Enunciado 1 =>
Apresente como lista numerada as linhas da listagem, omitindo as linhas em branco. Comece na linha que contém "# test: locate points for every instance of the riverbank" e pare depois da linha que contém "(1038, 525)".

Trecho do texto =>
Com um passivo de R$ 8 bilhões em dívidas, desde então a empresa busca diversificar as atividades. Após dois anos praticamente paralisado, o estaleiro passou a cortar navios para transformar em sucata, fazer reparos navais e aproveitou a estrutura de cais para operações portuárias.
A chegada da plataforma P-32, em dezembro, abriu um novo foco de atuação. Primeira unidade da Petrobras a passar por um processo de desmontagem sustentável, a plataforma foi adquirida pela Gerdau no ano passado e será desmanchada para que os painéis de aço sejam reciclados na usina da siderúrgica em Charqueadas, na Região Carbonífera. O trabalho vai durar um ano e gerar 200 empregos diretos. Por ora, mergulhadores operam cordas com diamantes no corte do enrijecedor, uma peça de 4,67 metros acoplada no fundo do navio.
A Gerdau já arrematou outra plataforma, a P-33, cuja chegada a Rio Grande está prevista para o segundo semestre. As duas unidades serão desconstruídas lado a lado no dique, com a abertura de mais 200 vagas.
Ao todo, o programa de desmantelamento da Petrobras está orçado em US$ 9,6 bilhões, com o desmanche de 26 plataformas. Ávila diz que a iniciativa é uma oportunidade diante da estagnação do setor, mas ainda insuficiente para significar retomada do polo local.
— É um mercado muito pequeno para a indústria brasileira — diz o executivo da firma que faturava US$ 50 milhões mensais no auge das operações e hoje fatura R$ 1 milhão.
Em Rio Grande, não há ilusão de que os estaleiros voltem a induzir a prosperidade da década passada. Contudo, empresários, trabalhadores e autoridades nutrem a expectativa de que a Petrobras retome os incentivos à produção de plataformas em território nacional. Em visita ao município em maio de 2023, o presidente da estatal, Jean Paul Prates, firmou compromisso de que irá recuperar os estaleiros da região.

Enunciado 2 =>
Reescreva o trecho da reportagem sobre o estaleiro que começa nas palavras "A chegada da" e termina depois de "mais 200 vagas.", substituindo "plataforma" por "unidade".

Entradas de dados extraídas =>
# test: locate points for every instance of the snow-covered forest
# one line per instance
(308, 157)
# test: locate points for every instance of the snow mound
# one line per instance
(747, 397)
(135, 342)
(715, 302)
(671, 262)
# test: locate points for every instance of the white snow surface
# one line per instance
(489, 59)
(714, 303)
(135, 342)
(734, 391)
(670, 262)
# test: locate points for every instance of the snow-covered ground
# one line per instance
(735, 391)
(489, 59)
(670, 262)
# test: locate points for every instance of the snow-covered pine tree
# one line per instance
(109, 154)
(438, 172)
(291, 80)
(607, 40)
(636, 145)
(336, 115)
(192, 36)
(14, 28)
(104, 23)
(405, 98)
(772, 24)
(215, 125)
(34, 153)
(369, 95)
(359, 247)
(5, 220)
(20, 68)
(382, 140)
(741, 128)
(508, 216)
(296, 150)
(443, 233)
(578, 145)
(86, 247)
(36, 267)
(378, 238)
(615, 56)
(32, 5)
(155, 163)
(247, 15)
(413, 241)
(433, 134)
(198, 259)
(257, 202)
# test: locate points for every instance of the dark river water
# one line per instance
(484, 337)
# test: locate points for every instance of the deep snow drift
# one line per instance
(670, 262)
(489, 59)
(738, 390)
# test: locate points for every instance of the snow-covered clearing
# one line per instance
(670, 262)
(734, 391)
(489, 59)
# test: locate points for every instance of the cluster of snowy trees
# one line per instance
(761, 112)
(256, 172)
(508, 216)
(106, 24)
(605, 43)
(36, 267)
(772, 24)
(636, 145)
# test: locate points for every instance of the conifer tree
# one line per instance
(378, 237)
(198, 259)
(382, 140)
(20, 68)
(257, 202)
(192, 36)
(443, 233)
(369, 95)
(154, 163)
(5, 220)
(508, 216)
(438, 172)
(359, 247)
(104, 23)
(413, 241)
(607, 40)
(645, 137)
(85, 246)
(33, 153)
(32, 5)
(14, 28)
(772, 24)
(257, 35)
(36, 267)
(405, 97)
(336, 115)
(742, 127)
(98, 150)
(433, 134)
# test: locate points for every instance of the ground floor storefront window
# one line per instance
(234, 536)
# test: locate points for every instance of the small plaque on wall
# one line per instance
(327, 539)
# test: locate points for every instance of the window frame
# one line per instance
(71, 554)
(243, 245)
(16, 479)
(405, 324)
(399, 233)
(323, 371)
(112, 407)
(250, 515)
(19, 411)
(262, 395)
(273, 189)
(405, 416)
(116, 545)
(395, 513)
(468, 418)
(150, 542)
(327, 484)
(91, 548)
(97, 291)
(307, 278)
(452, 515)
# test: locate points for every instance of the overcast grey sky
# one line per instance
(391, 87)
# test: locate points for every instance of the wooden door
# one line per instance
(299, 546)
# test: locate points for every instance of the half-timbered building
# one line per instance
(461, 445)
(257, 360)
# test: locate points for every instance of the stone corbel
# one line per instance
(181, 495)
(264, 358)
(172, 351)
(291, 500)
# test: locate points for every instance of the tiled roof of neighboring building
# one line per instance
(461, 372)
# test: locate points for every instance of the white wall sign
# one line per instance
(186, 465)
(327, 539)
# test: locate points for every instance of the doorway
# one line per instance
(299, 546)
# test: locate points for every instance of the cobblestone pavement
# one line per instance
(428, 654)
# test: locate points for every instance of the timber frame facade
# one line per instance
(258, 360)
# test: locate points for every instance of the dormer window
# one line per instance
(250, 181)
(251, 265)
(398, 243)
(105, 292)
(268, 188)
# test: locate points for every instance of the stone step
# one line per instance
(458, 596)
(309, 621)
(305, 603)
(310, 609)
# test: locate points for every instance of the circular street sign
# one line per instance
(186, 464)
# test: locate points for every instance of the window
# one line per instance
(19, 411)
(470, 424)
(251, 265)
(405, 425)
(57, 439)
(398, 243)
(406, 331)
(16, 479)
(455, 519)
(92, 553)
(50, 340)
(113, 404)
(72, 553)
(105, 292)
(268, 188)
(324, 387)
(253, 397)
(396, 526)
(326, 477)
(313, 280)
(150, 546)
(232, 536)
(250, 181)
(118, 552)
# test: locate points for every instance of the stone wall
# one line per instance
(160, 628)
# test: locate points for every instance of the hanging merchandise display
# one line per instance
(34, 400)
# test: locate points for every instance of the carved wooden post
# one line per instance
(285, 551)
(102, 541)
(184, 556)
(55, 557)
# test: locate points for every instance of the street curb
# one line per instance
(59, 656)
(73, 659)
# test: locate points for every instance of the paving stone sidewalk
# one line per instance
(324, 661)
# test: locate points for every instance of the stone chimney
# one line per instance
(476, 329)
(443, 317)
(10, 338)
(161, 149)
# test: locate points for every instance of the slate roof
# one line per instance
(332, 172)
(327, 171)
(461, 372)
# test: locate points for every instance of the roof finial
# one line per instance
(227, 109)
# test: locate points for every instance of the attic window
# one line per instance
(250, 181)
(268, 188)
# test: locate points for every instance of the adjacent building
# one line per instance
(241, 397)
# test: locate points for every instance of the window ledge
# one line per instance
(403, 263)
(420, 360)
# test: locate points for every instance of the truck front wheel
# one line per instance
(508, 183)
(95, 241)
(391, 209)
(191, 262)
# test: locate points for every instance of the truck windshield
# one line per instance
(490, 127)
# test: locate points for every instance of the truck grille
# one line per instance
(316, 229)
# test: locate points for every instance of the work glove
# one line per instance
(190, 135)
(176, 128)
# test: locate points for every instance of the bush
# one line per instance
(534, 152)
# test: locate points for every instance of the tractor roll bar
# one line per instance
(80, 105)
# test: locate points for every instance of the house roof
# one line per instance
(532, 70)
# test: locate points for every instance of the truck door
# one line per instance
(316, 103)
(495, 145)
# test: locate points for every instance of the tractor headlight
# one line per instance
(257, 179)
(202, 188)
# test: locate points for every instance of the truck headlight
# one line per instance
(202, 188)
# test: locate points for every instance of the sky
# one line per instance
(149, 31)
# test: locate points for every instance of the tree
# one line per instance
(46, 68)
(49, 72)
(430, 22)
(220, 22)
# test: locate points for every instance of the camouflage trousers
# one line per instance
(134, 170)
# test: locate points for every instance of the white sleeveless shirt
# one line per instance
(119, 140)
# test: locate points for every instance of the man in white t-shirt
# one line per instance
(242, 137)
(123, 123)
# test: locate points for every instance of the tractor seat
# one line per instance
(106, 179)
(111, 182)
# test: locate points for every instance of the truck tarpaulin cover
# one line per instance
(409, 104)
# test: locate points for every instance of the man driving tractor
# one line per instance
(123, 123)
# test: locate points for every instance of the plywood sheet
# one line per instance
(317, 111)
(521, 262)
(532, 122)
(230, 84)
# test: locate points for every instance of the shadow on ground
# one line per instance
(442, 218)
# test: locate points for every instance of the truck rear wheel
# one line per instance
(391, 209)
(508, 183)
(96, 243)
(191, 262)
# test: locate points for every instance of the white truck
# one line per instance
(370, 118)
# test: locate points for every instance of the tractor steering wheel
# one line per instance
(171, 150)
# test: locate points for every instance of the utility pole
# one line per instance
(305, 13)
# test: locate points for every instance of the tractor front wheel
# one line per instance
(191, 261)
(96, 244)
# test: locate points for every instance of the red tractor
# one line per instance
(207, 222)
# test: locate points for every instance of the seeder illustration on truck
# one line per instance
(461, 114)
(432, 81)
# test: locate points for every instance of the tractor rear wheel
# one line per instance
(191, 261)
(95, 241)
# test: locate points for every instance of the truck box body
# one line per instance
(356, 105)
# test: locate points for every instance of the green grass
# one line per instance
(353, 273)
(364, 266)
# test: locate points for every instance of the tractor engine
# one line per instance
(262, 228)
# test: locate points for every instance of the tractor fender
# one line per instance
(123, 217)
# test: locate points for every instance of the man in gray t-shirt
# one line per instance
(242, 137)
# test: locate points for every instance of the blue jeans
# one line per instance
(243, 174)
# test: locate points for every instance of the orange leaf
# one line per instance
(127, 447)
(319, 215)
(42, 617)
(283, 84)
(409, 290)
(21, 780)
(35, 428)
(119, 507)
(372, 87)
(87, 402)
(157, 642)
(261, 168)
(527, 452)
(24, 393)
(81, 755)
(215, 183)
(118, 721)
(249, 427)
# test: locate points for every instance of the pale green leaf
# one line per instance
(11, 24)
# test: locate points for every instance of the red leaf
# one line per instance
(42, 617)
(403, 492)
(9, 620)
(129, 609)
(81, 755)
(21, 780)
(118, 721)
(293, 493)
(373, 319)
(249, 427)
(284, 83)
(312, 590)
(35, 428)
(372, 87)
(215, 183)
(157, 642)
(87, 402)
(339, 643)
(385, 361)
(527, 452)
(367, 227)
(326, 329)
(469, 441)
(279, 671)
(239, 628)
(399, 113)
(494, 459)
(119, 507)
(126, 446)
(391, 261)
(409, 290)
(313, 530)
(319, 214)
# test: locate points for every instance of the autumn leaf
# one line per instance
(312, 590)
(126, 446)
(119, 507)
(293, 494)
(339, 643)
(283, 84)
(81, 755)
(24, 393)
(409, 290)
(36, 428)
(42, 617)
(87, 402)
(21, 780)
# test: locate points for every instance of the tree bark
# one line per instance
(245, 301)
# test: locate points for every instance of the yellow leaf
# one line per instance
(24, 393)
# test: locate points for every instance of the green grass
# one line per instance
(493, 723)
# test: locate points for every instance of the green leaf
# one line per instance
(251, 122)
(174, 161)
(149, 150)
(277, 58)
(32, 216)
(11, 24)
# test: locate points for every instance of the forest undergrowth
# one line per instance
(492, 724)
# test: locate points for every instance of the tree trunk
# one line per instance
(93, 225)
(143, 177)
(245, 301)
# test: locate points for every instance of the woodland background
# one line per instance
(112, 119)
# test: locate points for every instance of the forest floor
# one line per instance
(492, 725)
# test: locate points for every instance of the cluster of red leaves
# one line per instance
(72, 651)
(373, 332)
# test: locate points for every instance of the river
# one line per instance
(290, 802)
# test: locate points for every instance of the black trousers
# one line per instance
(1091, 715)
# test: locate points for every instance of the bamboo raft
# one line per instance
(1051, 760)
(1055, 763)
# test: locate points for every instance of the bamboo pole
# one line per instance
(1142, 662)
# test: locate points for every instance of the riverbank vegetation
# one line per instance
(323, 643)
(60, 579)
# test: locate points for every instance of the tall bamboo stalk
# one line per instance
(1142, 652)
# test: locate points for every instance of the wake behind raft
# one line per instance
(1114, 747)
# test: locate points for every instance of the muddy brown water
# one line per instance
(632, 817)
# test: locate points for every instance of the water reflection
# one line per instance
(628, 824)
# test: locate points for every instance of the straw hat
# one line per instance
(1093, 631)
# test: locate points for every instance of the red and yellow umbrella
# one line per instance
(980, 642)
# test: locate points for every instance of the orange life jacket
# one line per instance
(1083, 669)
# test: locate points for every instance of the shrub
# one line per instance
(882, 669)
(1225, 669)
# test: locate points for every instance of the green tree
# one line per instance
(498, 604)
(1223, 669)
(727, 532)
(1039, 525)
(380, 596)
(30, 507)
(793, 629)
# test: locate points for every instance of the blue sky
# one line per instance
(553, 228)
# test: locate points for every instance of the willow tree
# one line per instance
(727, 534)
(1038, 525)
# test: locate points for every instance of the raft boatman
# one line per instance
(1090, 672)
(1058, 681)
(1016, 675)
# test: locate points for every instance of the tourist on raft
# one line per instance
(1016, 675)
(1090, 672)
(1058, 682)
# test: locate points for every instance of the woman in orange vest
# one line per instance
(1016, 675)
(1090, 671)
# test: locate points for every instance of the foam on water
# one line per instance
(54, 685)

Resultado 1 =>
1. # test: locate points for every instance of the riverbank vegetation
2. # one line per instance
3. (323, 643)
4. (60, 579)
5. # test: locate points for every instance of the tall bamboo stalk
6. # one line per instance
7. (1142, 652)
8. # test: locate points for every instance of the wake behind raft
9. # one line per instance
10. (1114, 747)
11. # test: locate points for every instance of the muddy brown water
12. # one line per instance
13. (632, 817)
14. # test: locate points for every instance of the water reflection
15. # one line per instance
16. (628, 824)
17. # test: locate points for every instance of the straw hat
18. # one line per instance
19. (1093, 631)
20. # test: locate points for every instance of the red and yellow umbrella
21. # one line per instance
22. (980, 642)
23. # test: locate points for every instance of the orange life jacket
24. # one line per instance
25. (1083, 669)
26. # test: locate points for every instance of the shrub
27. # one line per instance
28. (882, 669)
29. (1225, 669)
30. # test: locate points for every instance of the green tree
31. # one line per instance
32. (498, 604)
33. (1223, 669)
34. (727, 532)
35. (1039, 525)
36. (380, 596)
37. (30, 507)
38. (793, 629)
39. # test: locate points for every instance of the blue sky
40. # one line per instance
41. (553, 228)
42. # test: locate points for every instance of the willow tree
43. # one line per instance
44. (727, 534)
45. (1038, 525)

Resultado 2 =>
A chegada da unidade P-32, em dezembro, abriu um novo foco de atuação. Primeira unidade da Petrobras a passar por um processo de desmontagem sustentável, a unidade foi adquirida pela Gerdau no ano passado e será desmanchada para que os painéis de aço sejam reciclados na usina da siderúrgica em Charqueadas, na Região Carbonífera. O trabalho vai durar um ano e gerar 200 empregos diretos. Por ora, mergulhadores operam cordas com diamantes no corte do enrijecedor, uma peça de 4,67 metros acoplada no fundo do navio.
A Gerdau já arrematou outra unidade, a P-33, cuja chegada a Rio Grande está prevista para o segundo semestre. As duas unidades serão desconstruídas lado a lado no dique, com a abertura de mais 200 vagas.